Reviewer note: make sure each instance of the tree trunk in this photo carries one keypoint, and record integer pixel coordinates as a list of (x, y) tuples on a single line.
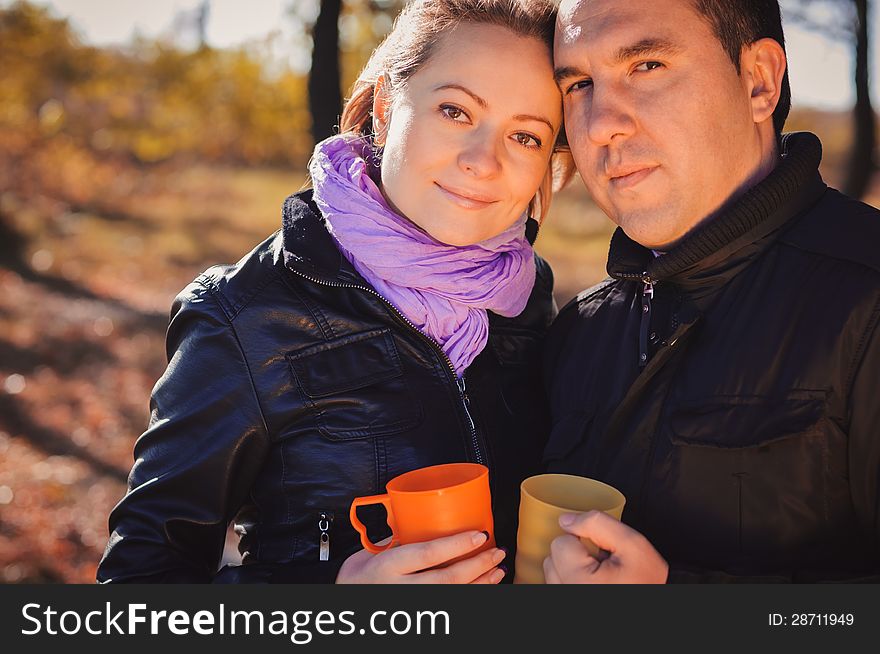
[(325, 95), (861, 163)]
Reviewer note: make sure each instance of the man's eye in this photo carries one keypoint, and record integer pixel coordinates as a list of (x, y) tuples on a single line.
[(580, 85), (451, 111)]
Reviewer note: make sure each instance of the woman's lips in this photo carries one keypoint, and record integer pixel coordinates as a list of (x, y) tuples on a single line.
[(465, 199)]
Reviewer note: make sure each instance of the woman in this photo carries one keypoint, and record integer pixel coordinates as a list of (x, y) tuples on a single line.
[(392, 323)]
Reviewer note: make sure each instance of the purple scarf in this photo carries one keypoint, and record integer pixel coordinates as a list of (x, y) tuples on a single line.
[(443, 290)]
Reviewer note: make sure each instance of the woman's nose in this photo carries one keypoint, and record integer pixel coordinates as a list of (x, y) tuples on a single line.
[(479, 157)]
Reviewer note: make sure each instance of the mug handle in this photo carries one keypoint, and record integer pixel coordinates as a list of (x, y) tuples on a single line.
[(362, 529)]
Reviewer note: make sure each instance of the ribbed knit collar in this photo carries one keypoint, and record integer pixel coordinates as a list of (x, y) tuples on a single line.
[(713, 252)]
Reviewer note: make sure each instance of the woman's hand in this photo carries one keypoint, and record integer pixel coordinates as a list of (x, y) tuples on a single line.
[(411, 564)]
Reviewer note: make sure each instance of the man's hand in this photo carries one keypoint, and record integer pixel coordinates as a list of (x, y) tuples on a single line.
[(631, 558), (413, 563)]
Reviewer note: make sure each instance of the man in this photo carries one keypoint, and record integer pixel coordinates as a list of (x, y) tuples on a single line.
[(725, 377)]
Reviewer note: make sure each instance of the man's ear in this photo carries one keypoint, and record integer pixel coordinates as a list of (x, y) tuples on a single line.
[(763, 67), (381, 109)]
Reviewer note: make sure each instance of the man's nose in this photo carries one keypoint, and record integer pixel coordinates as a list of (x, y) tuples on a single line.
[(609, 116), (479, 156)]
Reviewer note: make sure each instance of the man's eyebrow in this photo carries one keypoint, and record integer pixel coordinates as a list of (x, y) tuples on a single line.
[(476, 98), (646, 47)]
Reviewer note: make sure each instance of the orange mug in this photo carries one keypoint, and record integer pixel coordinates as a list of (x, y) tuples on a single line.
[(433, 502)]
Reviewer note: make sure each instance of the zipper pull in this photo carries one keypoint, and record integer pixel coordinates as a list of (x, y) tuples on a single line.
[(462, 388), (645, 325), (324, 546)]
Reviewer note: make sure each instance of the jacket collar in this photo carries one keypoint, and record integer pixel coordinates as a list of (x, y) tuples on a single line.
[(306, 245), (718, 249)]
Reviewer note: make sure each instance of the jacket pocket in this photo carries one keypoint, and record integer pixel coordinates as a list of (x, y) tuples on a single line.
[(736, 422), (355, 386), (759, 476)]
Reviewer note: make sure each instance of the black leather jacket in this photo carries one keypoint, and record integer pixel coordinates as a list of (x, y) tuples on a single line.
[(748, 444), (293, 387)]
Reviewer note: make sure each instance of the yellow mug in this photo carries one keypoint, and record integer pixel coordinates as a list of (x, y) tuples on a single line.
[(543, 498)]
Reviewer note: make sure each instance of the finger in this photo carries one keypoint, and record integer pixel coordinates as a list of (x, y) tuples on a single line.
[(570, 557), (405, 559), (606, 532), (462, 572), (550, 574), (494, 576)]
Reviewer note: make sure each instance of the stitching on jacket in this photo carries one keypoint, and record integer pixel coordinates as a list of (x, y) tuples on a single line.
[(320, 321), (231, 311)]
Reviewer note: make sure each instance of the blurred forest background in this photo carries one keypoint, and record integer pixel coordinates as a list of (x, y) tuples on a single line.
[(125, 171)]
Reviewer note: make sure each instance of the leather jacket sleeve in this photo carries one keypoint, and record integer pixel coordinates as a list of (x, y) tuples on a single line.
[(196, 462), (864, 434)]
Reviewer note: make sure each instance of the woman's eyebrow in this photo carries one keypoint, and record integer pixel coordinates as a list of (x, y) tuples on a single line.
[(538, 119), (476, 98)]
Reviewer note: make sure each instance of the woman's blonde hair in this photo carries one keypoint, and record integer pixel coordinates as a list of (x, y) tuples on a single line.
[(413, 38)]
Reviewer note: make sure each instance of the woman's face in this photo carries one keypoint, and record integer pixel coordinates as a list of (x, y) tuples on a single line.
[(468, 137)]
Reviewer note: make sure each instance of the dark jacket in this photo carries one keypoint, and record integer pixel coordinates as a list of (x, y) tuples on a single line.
[(293, 387), (749, 443)]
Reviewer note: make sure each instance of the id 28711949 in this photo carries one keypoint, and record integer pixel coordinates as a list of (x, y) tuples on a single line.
[(811, 620)]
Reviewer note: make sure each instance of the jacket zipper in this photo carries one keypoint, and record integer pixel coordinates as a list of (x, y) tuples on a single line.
[(460, 383), (645, 325), (325, 520)]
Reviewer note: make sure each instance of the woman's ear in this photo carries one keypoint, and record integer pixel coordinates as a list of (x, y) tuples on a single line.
[(763, 67), (381, 109)]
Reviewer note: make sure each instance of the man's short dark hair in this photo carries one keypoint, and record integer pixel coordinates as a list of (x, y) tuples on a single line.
[(738, 24)]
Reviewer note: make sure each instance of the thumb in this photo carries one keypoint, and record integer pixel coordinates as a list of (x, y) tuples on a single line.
[(606, 532)]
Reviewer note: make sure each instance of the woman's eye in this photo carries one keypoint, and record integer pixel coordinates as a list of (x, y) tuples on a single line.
[(649, 65), (527, 140), (451, 111), (580, 85)]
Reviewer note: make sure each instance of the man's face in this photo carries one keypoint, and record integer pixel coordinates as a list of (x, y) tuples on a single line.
[(659, 121)]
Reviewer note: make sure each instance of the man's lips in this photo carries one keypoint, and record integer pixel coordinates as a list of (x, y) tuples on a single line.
[(624, 178), (464, 198)]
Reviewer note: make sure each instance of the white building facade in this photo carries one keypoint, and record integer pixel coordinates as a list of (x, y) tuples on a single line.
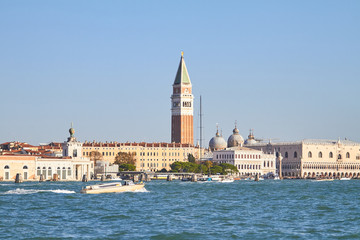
[(249, 162)]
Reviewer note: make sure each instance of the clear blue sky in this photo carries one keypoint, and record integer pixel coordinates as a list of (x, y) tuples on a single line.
[(288, 69)]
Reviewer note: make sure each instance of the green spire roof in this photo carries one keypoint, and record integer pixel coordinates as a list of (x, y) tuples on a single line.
[(182, 76)]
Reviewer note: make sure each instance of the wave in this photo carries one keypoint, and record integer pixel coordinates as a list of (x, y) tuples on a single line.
[(32, 191), (142, 190)]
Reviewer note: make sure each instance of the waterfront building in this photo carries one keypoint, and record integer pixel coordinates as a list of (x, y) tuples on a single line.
[(217, 142), (182, 107), (249, 162), (235, 139), (148, 156), (69, 167), (312, 158), (106, 168)]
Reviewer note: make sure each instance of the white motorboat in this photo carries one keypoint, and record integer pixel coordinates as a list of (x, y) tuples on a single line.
[(128, 186), (227, 180), (116, 179)]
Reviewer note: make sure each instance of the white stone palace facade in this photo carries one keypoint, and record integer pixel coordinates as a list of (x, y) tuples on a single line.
[(312, 158), (249, 162)]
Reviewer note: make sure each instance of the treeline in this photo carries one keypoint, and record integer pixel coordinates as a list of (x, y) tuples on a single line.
[(204, 167)]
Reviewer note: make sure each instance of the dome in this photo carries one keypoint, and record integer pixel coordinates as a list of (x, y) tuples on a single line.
[(235, 139), (217, 142)]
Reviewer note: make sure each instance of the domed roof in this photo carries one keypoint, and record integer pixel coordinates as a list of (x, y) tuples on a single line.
[(235, 139), (217, 142)]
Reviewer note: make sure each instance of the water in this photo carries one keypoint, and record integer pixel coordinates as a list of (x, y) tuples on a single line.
[(289, 209)]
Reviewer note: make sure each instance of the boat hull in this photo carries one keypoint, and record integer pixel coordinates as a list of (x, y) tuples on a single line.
[(125, 188)]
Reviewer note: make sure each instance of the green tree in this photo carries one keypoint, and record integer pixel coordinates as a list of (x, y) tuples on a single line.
[(228, 168), (191, 158), (123, 157), (95, 156), (127, 167)]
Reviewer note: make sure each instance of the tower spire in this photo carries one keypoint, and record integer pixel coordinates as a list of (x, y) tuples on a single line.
[(182, 106), (182, 75)]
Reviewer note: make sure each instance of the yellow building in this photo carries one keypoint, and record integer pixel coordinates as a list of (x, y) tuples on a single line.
[(148, 156), (315, 158)]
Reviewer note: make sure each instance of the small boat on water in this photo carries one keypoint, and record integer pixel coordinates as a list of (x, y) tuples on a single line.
[(227, 180), (345, 179), (128, 186), (324, 180)]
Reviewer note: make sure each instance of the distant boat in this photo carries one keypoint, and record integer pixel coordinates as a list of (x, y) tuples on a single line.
[(114, 187), (204, 179), (324, 180), (345, 179), (116, 179), (227, 180)]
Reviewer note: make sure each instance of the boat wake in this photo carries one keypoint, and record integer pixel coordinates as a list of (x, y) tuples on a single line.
[(142, 190), (32, 191)]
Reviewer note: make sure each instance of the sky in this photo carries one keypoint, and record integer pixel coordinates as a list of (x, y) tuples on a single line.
[(290, 70)]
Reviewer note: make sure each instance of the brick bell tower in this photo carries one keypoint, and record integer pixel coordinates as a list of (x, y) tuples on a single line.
[(182, 122)]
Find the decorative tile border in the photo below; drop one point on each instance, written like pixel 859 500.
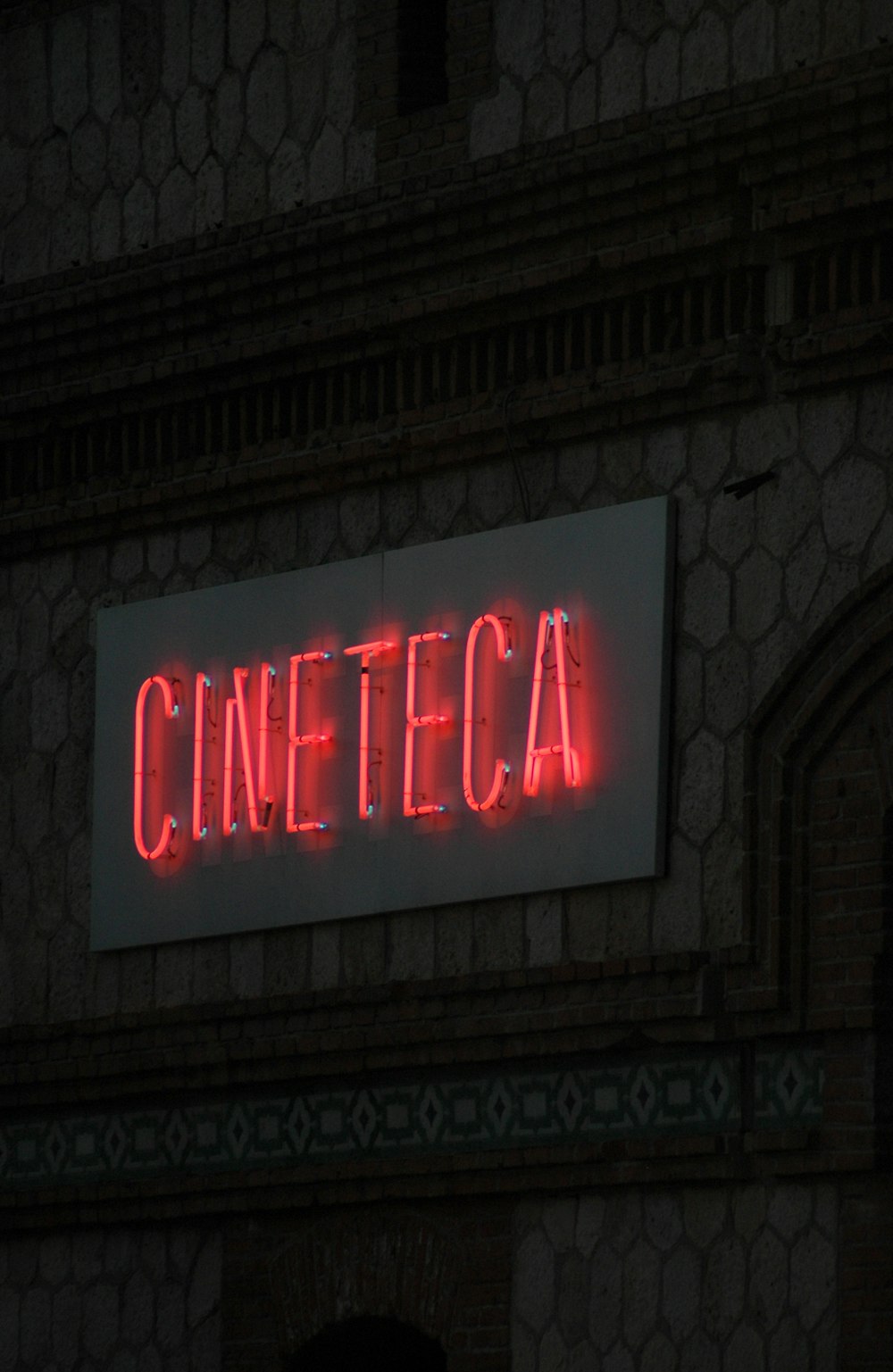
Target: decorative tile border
pixel 691 1093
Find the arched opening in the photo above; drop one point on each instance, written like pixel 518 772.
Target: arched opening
pixel 369 1343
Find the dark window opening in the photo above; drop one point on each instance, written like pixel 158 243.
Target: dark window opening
pixel 421 55
pixel 369 1343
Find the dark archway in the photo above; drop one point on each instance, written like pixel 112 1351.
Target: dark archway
pixel 368 1343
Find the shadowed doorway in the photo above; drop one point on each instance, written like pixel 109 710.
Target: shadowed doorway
pixel 369 1343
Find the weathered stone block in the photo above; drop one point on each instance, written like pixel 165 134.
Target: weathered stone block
pixel 622 73
pixel 723 1293
pixel 28 88
pixel 171 1318
pixel 35 1328
pixel 325 952
pixel 342 79
pixel 798 33
pixel 600 22
pixel 106 227
pixel 534 1280
pixel 605 1297
pixel 704 56
pixel 545 112
pixel 176 206
pixel 138 217
pixel 287 176
pixel 704 1210
pixel 360 160
pixel 191 124
pixel 564 35
pixel 360 520
pixel 48 171
pixel 204 1285
pixel 158 142
pixel 26 252
pixel 813 1277
pixel 709 454
pixel 496 124
pixel 411 952
pixel 663 1218
pixel 768 1279
pixel 209 30
pixel 705 603
pixel 680 1293
pixel 88 156
pixel 754 41
pixel 641 1293
pixel 854 498
pixel 69 237
pixel 583 99
pixel 701 786
pixel 209 196
pixel 64 1327
pixel 174 63
pixel 662 71
pixel 100 1320
pixel 453 940
pixel 757 595
pixel 50 710
pixel 544 929
pixel 266 104
pixel 745 1351
pixel 246 187
pixel 246 966
pixel 765 437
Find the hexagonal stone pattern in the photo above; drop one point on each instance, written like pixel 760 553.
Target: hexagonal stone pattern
pixel 138 92
pixel 563 66
pixel 124 130
pixel 709 1277
pixel 114 1300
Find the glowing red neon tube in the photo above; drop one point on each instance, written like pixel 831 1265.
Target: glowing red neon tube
pixel 199 819
pixel 169 823
pixel 238 707
pixel 365 652
pixel 552 631
pixel 296 741
pixel 501 766
pixel 414 722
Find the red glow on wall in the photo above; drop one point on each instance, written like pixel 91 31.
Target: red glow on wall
pixel 298 740
pixel 470 717
pixel 411 805
pixel 199 807
pixel 366 652
pixel 140 773
pixel 552 636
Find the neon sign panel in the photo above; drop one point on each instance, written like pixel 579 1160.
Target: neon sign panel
pixel 468 719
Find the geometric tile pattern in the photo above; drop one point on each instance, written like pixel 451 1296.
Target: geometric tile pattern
pixel 788 1088
pixel 678 1095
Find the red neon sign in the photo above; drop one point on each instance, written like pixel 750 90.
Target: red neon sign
pixel 550 636
pixel 169 823
pixel 501 767
pixel 301 812
pixel 414 722
pixel 199 810
pixel 366 652
pixel 296 741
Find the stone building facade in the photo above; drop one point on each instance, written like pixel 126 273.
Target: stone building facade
pixel 265 308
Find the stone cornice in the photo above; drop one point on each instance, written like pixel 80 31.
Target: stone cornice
pixel 741 180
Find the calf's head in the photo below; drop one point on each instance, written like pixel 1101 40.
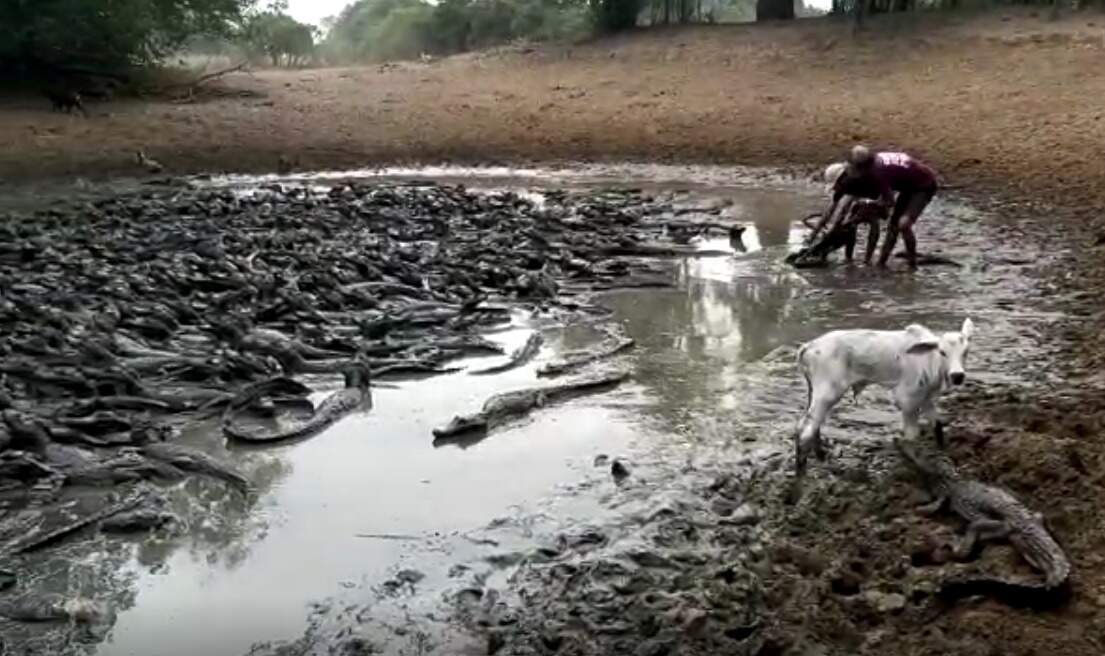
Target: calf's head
pixel 951 348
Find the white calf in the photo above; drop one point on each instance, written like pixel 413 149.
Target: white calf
pixel 914 362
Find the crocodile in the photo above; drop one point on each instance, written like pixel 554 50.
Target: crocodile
pixel 506 405
pixel 357 393
pixel 992 514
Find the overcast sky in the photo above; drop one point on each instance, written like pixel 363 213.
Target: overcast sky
pixel 312 11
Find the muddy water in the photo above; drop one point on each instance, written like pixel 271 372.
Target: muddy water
pixel 340 515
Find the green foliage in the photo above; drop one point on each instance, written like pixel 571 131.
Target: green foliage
pixel 108 34
pixel 374 30
pixel 614 16
pixel 277 36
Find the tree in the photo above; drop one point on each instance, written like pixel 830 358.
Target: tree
pixel 614 16
pixel 277 36
pixel 772 10
pixel 107 34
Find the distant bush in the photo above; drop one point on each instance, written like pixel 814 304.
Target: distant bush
pixel 375 30
pixel 104 34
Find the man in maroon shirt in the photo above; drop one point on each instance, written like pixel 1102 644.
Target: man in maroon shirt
pixel 851 207
pixel 915 183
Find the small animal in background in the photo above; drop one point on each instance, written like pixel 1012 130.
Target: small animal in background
pixel 285 165
pixel 914 362
pixel 65 99
pixel 150 165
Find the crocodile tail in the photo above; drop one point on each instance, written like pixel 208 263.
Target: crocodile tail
pixel 1021 595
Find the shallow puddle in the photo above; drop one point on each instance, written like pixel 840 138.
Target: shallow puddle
pixel 339 515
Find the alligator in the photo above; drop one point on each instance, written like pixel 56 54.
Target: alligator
pixel 578 361
pixel 38 540
pixel 357 393
pixel 506 405
pixel 992 514
pixel 519 357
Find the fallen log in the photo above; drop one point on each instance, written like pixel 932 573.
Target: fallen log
pixel 37 541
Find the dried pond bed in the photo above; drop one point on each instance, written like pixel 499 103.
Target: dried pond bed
pixel 126 318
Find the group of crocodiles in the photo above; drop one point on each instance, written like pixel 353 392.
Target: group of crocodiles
pixel 992 514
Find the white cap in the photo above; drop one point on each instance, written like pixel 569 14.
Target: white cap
pixel 860 155
pixel 833 172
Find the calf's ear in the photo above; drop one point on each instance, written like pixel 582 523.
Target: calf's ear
pixel 923 347
pixel 968 328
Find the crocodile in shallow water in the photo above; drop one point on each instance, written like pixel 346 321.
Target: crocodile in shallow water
pixel 992 514
pixel 506 405
pixel 335 406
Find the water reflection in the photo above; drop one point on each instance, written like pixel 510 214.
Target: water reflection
pixel 712 368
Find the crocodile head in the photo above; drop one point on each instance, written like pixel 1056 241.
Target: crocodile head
pixel 933 465
pixel 358 376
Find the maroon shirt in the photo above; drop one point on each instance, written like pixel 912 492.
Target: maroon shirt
pixel 901 172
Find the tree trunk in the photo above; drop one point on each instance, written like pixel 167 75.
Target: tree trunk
pixel 774 10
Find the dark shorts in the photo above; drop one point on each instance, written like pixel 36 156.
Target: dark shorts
pixel 912 203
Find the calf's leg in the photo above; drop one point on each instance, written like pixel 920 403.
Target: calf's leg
pixel 823 397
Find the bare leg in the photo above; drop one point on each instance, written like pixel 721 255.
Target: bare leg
pixel 890 241
pixel 915 204
pixel 872 241
pixel 911 241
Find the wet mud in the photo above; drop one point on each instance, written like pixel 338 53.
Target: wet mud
pixel 656 518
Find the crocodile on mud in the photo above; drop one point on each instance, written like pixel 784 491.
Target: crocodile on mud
pixel 610 350
pixel 506 405
pixel 992 514
pixel 519 357
pixel 357 393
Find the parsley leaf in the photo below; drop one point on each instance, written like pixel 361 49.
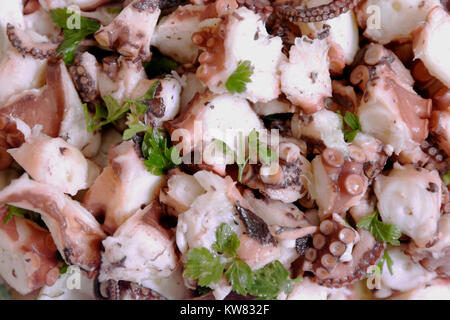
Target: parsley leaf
pixel 111 113
pixel 386 258
pixel 203 265
pixel 265 154
pixel 5 294
pixel 63 268
pixel 227 242
pixel 159 157
pixel 352 121
pixel 238 80
pixel 270 280
pixel 159 65
pixel 13 211
pixel 114 10
pixel 383 232
pixel 141 106
pixel 72 36
pixel 239 275
pixel 265 283
pixel 134 129
pixel 446 178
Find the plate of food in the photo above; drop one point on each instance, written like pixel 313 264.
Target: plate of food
pixel 224 149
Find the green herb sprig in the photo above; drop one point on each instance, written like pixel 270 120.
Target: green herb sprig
pixel 446 178
pixel 5 294
pixel 384 232
pixel 265 154
pixel 353 122
pixel 237 82
pixel 72 37
pixel 159 158
pixel 210 266
pixel 23 213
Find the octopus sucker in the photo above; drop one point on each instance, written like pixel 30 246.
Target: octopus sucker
pixel 124 290
pixel 26 46
pixel 315 14
pixel 365 254
pixel 84 73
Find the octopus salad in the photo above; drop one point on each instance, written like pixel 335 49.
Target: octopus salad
pixel 224 149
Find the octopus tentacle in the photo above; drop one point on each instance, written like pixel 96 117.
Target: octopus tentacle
pixel 315 14
pixel 26 46
pixel 332 244
pixel 84 80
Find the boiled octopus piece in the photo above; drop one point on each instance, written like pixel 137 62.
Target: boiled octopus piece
pixel 43 106
pixel 76 233
pixel 331 10
pixel 233 40
pixel 372 152
pixel 86 5
pixel 54 162
pixel 173 33
pixel 30 6
pixel 124 257
pixel 340 32
pixel 429 48
pixel 26 46
pixel 338 183
pixel 406 275
pixel 411 198
pixel 57 108
pixel 211 116
pixel 322 129
pixel 124 290
pixel 365 254
pixel 19 73
pixel 84 72
pixel 165 104
pixel 437 157
pixel 336 250
pixel 390 109
pixel 386 21
pixel 131 31
pixel 436 257
pixel 181 191
pixel 122 187
pixel 285 180
pixel 305 78
pixel 29 256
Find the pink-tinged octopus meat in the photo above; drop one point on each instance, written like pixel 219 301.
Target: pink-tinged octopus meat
pixel 122 187
pixel 315 14
pixel 240 36
pixel 57 108
pixel 385 21
pixel 86 5
pixel 75 231
pixel 340 255
pixel 340 32
pixel 305 78
pixel 411 199
pixel 429 47
pixel 157 270
pixel 27 46
pixel 338 183
pixel 285 181
pixel 437 256
pixel 54 162
pixel 131 31
pixel 28 256
pixel 390 109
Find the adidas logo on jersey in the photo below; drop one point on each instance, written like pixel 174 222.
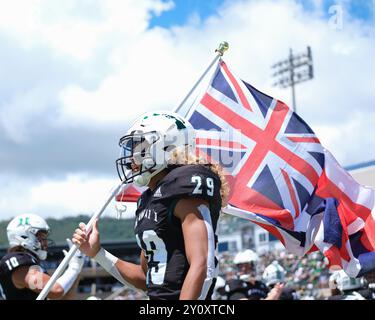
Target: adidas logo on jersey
pixel 157 193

**TASK**
Rewrite the material from its beginning through the line containing "[(362, 529)]", putting "lavender scarf" wherever "purple scarf" appears and changing nothing else. Leave the pictures out of your answer.

**TASK OUTPUT**
Reviewer note: make sure each instance of the tree trunk in this photo carries one keypoint, and record integer pixel coordinates as a list of (x, y) tuples on a single line.
[(325, 95), (861, 163)]
Reviewer note: make sure each instance of the man's eye in this photo carries one keypoint, and record integer pixel coordinates as a list of (x, y) tuples on a single line.
[(580, 85), (451, 111)]
Reviewer note: make sure each instance of the woman's lips in this photo carries one keypoint, and record integer pixel coordinates as a list of (x, y) tuples on a single line.
[(465, 199)]
Reviewer note: make sure each instance of the woman in this photo carries one keypoint, and record integer pixel coordinates as a list of (x, y) tuples on a single line.
[(392, 323)]
Reviewer note: make sure each instance of the lavender scarf in this photo carries one keypoint, and record integer pixel coordinates as a list of (x, y) tuples on a single line.
[(443, 290)]
Reviewer note: make sure each instance of the woman's nose in this photo carries one keypoint, and record integer pixel coordinates as a list of (x, y) tuples on a single line.
[(479, 157)]
Reviewer note: make sure each instance of the mug handle in this photo carries one keypoint, and record integer pixel coordinates as a list of (x, y) tuples on a single line.
[(362, 529)]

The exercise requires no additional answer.